• _EXERCISE A_
Answer these questions from the passage on India's deterrent signals toward Pakistan:
(i) Which website posted the essay?
(ii) Into which country did India conduct its commando raid?
(iii) Which government do some critics accuse of seeking domestic political gain?

The National Interest website has posted my essay questioning whether the deterrent signals India is sending toward Pakistan these days are all that relevant to the gravest terrorist threats India faces from that direction.

India’s commando raid into Myanmar the other week has generated a great deal of debate about the propriety of New Delhi’s chest-beating and its utility to the specific challenge of jihadi attacks emanating from Pakistani soil.  Some criticize the Modi government for seeking domestic political gain while embarrassing the regime in Myanmar which clearly wants to keep its anti-militancy cooperation under wraps.  Others question the wisdom of highlighting operational details about an instrument of state power that should properly remain in the shadows.  And still others doubt whether a similar special-forces mission can even be undertaken against Pakistan-based targets.

• _EXTRACTED INFORMATION_
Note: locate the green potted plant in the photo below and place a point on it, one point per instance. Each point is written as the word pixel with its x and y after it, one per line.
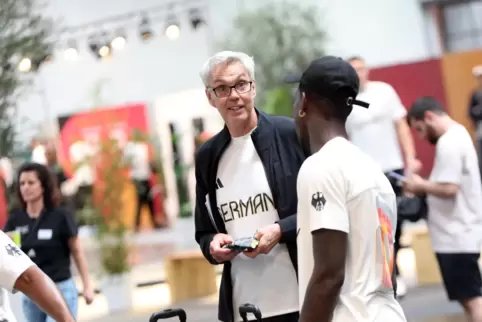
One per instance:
pixel 111 231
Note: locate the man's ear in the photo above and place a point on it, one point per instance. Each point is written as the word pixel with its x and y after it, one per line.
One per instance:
pixel 303 102
pixel 209 95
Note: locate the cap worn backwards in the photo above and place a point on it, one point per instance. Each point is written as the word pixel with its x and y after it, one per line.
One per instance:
pixel 330 77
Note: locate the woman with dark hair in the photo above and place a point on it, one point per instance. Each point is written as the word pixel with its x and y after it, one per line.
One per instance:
pixel 48 235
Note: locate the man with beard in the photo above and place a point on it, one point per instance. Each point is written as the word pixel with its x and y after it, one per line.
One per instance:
pixel 346 207
pixel 454 199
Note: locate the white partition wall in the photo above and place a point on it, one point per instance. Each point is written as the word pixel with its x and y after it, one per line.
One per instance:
pixel 181 109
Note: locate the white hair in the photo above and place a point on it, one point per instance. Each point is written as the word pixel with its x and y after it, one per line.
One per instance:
pixel 477 71
pixel 226 57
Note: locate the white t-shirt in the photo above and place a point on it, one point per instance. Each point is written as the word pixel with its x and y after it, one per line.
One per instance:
pixel 341 188
pixel 13 262
pixel 38 154
pixel 81 154
pixel 455 224
pixel 373 129
pixel 246 204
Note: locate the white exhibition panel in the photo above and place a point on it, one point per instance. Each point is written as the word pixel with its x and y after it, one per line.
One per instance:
pixel 181 109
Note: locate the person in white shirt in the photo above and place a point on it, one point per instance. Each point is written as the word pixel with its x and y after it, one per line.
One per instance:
pixel 346 207
pixel 19 273
pixel 245 187
pixel 383 133
pixel 454 199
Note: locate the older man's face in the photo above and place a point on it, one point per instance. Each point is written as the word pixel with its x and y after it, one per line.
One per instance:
pixel 232 92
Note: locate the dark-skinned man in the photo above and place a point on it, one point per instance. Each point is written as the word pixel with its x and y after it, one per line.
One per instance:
pixel 346 207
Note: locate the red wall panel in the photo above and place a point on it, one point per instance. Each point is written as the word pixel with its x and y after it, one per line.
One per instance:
pixel 412 81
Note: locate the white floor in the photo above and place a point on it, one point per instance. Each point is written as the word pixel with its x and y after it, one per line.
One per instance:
pixel 155 297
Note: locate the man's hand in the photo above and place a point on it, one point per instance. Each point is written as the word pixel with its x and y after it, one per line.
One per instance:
pixel 217 251
pixel 414 184
pixel 413 165
pixel 268 237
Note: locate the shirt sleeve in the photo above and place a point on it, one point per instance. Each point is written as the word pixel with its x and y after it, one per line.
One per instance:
pixel 13 262
pixel 326 198
pixel 70 227
pixel 449 163
pixel 10 225
pixel 397 111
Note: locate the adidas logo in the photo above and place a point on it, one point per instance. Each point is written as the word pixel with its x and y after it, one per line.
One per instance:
pixel 219 184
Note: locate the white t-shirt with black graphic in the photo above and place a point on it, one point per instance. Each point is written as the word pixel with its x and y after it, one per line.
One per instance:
pixel 246 204
pixel 455 224
pixel 341 188
pixel 13 263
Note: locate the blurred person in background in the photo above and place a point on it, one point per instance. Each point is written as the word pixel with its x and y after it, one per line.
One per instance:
pixel 383 133
pixel 475 110
pixel 19 273
pixel 246 186
pixel 454 199
pixel 38 152
pixel 48 236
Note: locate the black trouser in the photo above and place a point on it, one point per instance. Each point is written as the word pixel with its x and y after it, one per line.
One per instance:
pixel 290 317
pixel 398 234
pixel 143 189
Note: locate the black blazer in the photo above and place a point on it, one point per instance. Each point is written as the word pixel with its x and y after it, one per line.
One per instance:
pixel 277 145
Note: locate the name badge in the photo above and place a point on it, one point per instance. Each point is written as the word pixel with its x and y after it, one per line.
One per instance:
pixel 44 234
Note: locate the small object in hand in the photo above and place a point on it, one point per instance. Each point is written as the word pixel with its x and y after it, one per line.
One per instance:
pixel 245 244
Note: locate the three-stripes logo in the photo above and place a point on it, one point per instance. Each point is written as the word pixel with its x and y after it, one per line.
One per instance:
pixel 219 184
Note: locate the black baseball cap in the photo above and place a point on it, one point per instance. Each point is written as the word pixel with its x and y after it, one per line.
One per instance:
pixel 330 77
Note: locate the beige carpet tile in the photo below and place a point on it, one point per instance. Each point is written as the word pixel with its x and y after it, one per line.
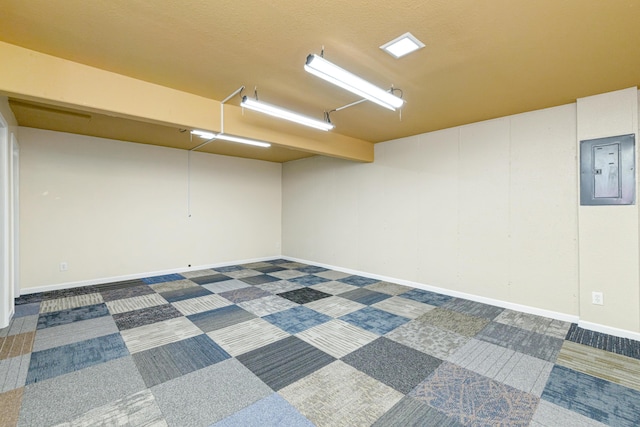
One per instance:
pixel 432 340
pixel 16 345
pixel 173 286
pixel 246 336
pixel 533 323
pixel 335 306
pixel 339 395
pixel 70 302
pixel 609 366
pixel 453 321
pixel 404 307
pixel 200 304
pixel 135 303
pixel 337 338
pixel 160 333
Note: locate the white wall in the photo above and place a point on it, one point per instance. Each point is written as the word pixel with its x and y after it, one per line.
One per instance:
pixel 110 208
pixel 487 209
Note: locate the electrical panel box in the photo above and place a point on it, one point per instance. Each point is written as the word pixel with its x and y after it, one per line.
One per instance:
pixel 607 171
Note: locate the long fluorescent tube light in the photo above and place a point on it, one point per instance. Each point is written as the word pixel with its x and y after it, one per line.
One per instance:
pixel 232 138
pixel 281 113
pixel 330 72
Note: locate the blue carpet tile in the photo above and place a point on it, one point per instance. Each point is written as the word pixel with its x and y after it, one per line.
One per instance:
pixel 236 346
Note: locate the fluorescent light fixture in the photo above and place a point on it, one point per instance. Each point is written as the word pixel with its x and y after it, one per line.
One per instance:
pixel 330 72
pixel 402 45
pixel 232 138
pixel 272 110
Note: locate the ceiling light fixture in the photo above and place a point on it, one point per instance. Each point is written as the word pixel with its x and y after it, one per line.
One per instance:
pixel 330 72
pixel 403 45
pixel 272 110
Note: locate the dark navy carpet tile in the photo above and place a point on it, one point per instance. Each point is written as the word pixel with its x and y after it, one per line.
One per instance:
pixel 73 357
pixel 145 316
pixel 358 281
pixel 63 317
pixel 162 279
pixel 161 364
pixel 623 346
pixel 607 402
pixel 426 297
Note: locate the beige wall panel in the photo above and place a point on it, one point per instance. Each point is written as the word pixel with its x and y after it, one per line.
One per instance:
pixel 109 208
pixel 484 208
pixel 543 210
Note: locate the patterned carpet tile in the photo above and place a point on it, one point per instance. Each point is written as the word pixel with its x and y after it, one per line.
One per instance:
pixel 393 364
pixel 618 345
pixel 335 306
pixel 145 316
pixel 608 366
pixel 340 395
pixel 13 372
pixel 308 280
pixel 61 360
pixel 593 397
pixel 304 295
pixel 245 294
pixel 135 303
pixel 296 319
pixel 337 338
pixel 426 297
pixel 16 345
pixel 358 281
pixel 365 296
pixel 473 308
pixel 532 343
pixel 128 292
pixel 200 304
pixel 374 320
pixel 533 323
pixel 172 286
pixel 403 307
pixel 517 370
pixel 70 302
pixel 220 318
pixel 272 411
pixel 284 362
pixel 164 363
pixel 74 332
pixel 162 279
pixel 410 412
pixel 159 333
pixel 246 336
pixel 429 339
pixel 267 305
pixel 186 293
pixel 474 399
pixel 138 409
pixel 208 395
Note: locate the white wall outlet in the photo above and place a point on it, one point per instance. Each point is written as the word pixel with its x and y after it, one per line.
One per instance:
pixel 597 298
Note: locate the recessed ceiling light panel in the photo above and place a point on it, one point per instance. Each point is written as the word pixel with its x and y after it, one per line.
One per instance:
pixel 402 45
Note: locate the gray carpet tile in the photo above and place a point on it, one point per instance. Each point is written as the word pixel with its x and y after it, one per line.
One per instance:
pixel 393 364
pixel 187 400
pixel 65 397
pixel 284 362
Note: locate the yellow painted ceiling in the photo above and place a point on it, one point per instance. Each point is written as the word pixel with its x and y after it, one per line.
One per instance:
pixel 483 59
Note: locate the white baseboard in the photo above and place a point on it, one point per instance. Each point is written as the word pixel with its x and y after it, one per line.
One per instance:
pixel 103 280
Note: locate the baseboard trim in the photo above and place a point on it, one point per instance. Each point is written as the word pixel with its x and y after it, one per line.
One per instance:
pixel 103 280
pixel 499 303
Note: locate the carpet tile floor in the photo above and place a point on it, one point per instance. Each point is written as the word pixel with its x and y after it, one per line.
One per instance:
pixel 280 343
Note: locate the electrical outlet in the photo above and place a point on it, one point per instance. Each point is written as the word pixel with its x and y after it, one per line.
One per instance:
pixel 597 298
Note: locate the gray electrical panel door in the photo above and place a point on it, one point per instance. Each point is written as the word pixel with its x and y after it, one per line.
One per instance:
pixel 607 171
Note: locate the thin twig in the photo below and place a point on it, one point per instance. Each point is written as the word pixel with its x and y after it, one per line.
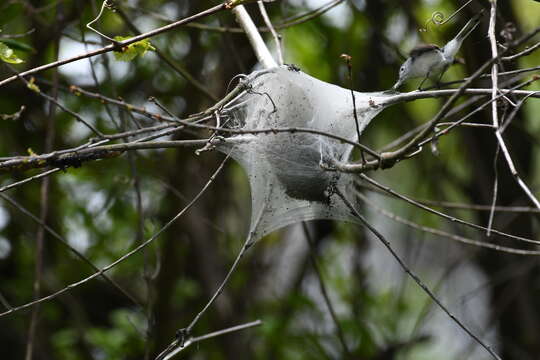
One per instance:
pixel 443 215
pixel 444 234
pixel 192 340
pixel 413 275
pixel 120 44
pixel 254 37
pixel 125 256
pixel 275 35
pixel 324 292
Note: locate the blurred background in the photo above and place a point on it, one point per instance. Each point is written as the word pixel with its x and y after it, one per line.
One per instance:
pixel 105 208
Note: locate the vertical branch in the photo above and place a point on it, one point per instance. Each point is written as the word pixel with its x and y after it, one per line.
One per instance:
pixel 324 292
pixel 495 120
pixel 277 37
pixel 44 210
pixel 260 48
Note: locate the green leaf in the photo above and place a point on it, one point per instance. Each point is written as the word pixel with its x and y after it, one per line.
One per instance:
pixel 32 86
pixel 7 55
pixel 131 51
pixel 10 11
pixel 17 45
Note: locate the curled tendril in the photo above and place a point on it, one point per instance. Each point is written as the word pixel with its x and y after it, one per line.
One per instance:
pixel 109 4
pixel 437 17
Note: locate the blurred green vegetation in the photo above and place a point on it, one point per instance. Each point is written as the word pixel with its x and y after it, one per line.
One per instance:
pixel 96 207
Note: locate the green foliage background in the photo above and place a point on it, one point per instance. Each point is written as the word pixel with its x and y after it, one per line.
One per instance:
pixel 95 207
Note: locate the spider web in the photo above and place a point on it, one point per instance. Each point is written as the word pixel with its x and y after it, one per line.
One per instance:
pixel 288 184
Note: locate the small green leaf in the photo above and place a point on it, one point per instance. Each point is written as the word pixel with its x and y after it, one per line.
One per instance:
pixel 17 45
pixel 131 51
pixel 7 55
pixel 32 86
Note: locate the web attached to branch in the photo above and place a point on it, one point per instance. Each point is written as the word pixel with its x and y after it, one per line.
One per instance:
pixel 288 183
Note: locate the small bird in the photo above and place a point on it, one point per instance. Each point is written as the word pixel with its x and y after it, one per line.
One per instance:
pixel 430 61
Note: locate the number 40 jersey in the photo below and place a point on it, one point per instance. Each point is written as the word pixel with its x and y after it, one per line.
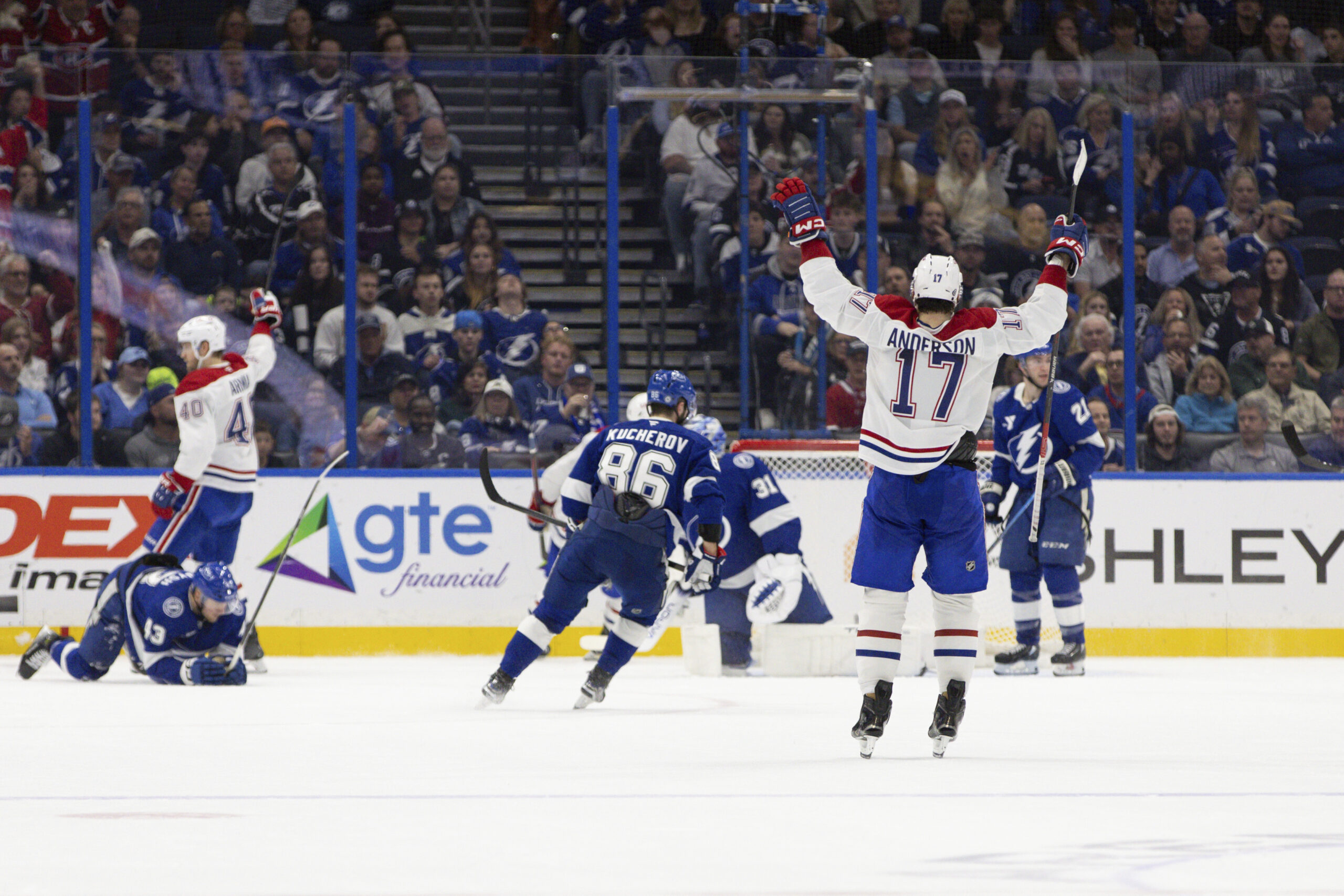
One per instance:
pixel 215 417
pixel 928 387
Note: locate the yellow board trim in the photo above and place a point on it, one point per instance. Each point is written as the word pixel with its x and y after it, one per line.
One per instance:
pixel 296 641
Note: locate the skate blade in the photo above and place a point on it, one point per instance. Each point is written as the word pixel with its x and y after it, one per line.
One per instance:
pixel 1021 668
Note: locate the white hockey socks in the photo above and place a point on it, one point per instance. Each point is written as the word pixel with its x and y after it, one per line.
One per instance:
pixel 878 649
pixel 956 632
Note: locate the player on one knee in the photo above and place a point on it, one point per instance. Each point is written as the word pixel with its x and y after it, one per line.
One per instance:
pixel 628 491
pixel 932 364
pixel 202 501
pixel 1076 453
pixel 181 626
pixel 765 579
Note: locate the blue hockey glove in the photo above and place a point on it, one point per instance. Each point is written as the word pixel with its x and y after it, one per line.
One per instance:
pixel 1069 241
pixel 171 493
pixel 991 498
pixel 214 671
pixel 702 573
pixel 1059 477
pixel 800 210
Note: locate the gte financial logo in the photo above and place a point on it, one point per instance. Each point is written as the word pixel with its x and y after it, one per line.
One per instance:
pixel 89 527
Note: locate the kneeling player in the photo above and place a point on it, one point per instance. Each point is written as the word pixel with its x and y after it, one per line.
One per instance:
pixel 181 626
pixel 1076 453
pixel 764 577
pixel 628 491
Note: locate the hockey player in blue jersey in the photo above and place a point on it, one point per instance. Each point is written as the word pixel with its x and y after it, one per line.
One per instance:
pixel 181 626
pixel 629 491
pixel 1076 453
pixel 932 363
pixel 764 578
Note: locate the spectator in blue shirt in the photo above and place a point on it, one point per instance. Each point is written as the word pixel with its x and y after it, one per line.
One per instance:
pixel 124 399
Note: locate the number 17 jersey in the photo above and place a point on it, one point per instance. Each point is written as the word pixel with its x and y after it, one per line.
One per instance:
pixel 927 386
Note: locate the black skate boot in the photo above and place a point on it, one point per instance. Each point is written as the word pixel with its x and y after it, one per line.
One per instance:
pixel 947 716
pixel 593 690
pixel 1019 661
pixel 495 690
pixel 873 719
pixel 38 653
pixel 1069 661
pixel 253 655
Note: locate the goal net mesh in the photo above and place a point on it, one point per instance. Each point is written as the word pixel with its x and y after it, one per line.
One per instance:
pixel 795 461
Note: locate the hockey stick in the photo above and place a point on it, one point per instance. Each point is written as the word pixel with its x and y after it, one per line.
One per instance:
pixel 1054 362
pixel 284 553
pixel 1299 450
pixel 492 493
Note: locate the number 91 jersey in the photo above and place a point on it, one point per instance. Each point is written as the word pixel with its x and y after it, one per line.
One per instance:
pixel 215 418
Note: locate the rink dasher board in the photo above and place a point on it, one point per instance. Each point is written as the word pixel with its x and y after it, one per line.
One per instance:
pixel 1178 566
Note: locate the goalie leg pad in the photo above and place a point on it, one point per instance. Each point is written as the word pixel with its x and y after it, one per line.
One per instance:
pixel 956 637
pixel 878 648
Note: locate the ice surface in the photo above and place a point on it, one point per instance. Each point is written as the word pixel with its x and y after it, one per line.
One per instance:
pixel 370 777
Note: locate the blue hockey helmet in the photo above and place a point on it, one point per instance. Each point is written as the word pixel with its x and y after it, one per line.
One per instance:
pixel 667 387
pixel 1040 350
pixel 215 582
pixel 711 430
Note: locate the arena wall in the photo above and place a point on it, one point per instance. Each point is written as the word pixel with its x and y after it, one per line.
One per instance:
pixel 1178 566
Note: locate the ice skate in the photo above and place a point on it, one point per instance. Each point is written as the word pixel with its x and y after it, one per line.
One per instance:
pixel 947 716
pixel 38 653
pixel 1019 661
pixel 495 690
pixel 873 719
pixel 253 655
pixel 593 690
pixel 1069 661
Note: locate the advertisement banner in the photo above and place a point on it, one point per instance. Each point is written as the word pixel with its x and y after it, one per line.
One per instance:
pixel 430 551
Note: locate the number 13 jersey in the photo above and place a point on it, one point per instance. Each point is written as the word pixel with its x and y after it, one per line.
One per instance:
pixel 215 417
pixel 927 386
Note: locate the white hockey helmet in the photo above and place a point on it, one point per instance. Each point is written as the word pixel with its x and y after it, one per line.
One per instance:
pixel 205 328
pixel 937 277
pixel 637 409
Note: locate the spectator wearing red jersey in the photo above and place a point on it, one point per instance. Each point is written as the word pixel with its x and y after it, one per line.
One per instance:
pixel 846 399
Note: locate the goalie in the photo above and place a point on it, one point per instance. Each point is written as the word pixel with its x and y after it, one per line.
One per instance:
pixel 765 579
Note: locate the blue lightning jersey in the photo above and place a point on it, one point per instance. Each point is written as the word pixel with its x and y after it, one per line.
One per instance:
pixel 1073 437
pixel 668 465
pixel 757 519
pixel 162 630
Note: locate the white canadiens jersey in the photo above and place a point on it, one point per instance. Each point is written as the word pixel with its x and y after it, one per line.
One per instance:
pixel 215 418
pixel 927 386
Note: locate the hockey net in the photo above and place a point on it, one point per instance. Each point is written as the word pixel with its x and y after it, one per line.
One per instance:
pixel 795 462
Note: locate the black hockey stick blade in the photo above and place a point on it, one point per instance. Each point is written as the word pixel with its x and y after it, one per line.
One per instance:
pixel 492 493
pixel 1299 450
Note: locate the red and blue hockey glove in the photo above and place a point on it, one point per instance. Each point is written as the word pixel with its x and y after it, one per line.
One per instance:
pixel 537 523
pixel 800 210
pixel 267 308
pixel 1059 477
pixel 214 671
pixel 171 493
pixel 702 573
pixel 991 496
pixel 1069 241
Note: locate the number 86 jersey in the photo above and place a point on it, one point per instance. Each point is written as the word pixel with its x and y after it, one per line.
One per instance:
pixel 927 386
pixel 215 418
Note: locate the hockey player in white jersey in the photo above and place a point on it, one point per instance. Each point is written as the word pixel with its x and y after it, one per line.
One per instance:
pixel 202 500
pixel 930 368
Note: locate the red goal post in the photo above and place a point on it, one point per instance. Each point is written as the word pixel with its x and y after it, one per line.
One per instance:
pixel 796 461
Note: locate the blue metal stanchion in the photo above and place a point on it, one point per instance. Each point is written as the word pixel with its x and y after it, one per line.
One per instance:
pixel 87 284
pixel 349 143
pixel 1128 258
pixel 613 265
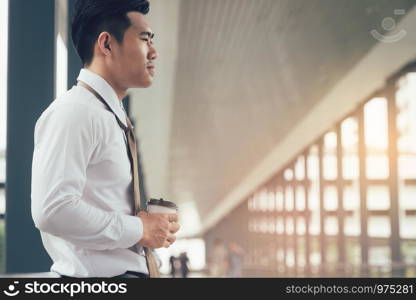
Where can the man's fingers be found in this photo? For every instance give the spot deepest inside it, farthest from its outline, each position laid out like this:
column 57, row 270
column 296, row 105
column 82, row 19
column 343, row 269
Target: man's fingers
column 172, row 218
column 174, row 227
column 171, row 238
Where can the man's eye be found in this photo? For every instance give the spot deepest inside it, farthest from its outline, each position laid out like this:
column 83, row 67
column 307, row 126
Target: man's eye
column 147, row 41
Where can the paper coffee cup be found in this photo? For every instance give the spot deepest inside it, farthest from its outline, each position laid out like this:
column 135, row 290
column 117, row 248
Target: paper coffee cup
column 160, row 206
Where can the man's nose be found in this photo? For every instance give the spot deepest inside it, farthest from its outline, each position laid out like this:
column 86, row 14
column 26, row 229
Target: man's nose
column 153, row 53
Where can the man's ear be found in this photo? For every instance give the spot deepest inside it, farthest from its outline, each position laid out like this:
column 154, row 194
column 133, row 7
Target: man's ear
column 104, row 42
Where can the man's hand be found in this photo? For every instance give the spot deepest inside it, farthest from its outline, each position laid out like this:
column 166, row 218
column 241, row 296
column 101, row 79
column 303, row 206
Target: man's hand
column 158, row 229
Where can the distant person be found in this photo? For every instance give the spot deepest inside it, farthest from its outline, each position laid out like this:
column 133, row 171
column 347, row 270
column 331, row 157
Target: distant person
column 173, row 265
column 84, row 171
column 184, row 260
column 219, row 259
column 235, row 260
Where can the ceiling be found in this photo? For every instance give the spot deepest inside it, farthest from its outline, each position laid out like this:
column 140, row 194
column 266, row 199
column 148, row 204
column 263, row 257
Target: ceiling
column 246, row 72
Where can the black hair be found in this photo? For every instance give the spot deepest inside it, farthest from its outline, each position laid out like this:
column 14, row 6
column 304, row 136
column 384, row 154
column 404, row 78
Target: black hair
column 91, row 17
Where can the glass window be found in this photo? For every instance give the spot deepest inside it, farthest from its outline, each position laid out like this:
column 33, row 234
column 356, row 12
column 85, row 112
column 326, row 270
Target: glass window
column 379, row 226
column 300, row 168
column 300, row 198
column 376, row 138
column 406, row 144
column 330, row 197
column 279, row 198
column 289, row 201
column 378, row 197
column 330, row 156
column 3, row 86
column 313, row 192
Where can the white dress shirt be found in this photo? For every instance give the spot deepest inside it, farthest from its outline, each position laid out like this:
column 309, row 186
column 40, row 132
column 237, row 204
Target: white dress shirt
column 82, row 199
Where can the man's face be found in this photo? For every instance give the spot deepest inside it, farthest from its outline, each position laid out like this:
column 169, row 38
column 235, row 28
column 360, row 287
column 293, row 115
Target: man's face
column 132, row 63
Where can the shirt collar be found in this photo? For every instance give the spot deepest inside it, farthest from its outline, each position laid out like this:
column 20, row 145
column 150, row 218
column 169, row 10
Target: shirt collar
column 105, row 90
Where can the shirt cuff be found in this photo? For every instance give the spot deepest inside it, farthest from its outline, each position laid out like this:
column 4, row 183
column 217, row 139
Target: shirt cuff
column 132, row 231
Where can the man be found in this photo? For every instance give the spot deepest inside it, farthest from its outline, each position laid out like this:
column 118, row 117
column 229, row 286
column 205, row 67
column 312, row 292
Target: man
column 82, row 172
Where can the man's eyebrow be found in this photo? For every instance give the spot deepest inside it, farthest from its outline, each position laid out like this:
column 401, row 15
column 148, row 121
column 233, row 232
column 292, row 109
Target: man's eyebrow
column 148, row 33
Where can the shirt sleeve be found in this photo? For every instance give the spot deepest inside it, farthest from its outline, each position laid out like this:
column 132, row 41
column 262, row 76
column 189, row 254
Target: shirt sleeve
column 64, row 142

• _EXERCISE B_
From the records, reproduce the stretch from the line containing "Note: locate the long" through the line containing "pixel 543 210", both ends included.

• _FULL OUTPUT A_
(i) The National Interest
(ii) Myanmar
(iii) The Modi government

• _FULL OUTPUT B_
Note: locate the long fluorescent tube light in the photo above and place a point on it, one point per instance. Each point is written as the word pixel with its x and y after it, one per line.
One per instance:
pixel 232 138
pixel 281 113
pixel 330 72
Note: locate the blue carpet tile in the photo above and place a point on it, one point per instance. Each point is written as the word pixel with its x and y after it, one per line.
One per instance:
pixel 236 346
Note: locate the fluorescent light fixture in the photo above and place a point on it, one point per instance. Each point is written as the word pixel with its x and y after it, one per line.
One per instance:
pixel 330 72
pixel 402 45
pixel 232 138
pixel 272 110
Note: locate the ceiling light fixture in the photo above and place a point on it, one point per instance. Each point is written as the word pixel with its x and y after it, one per line.
One per instance:
pixel 330 72
pixel 403 45
pixel 272 110
Note: locate the dark navy carpet tile in the photo above and place a point on it, one point per instance. Each point is written as the word pixel with its x and y after it, one per line.
One per instance:
pixel 73 357
pixel 145 316
pixel 358 281
pixel 63 317
pixel 162 279
pixel 161 364
pixel 623 346
pixel 607 402
pixel 426 297
Note: locate the beige wall panel in the photo above and place a point on it, one point per instance. Each point is written as the word pixel with its x and y after it, one per line.
One per instance:
pixel 109 208
pixel 484 208
pixel 543 210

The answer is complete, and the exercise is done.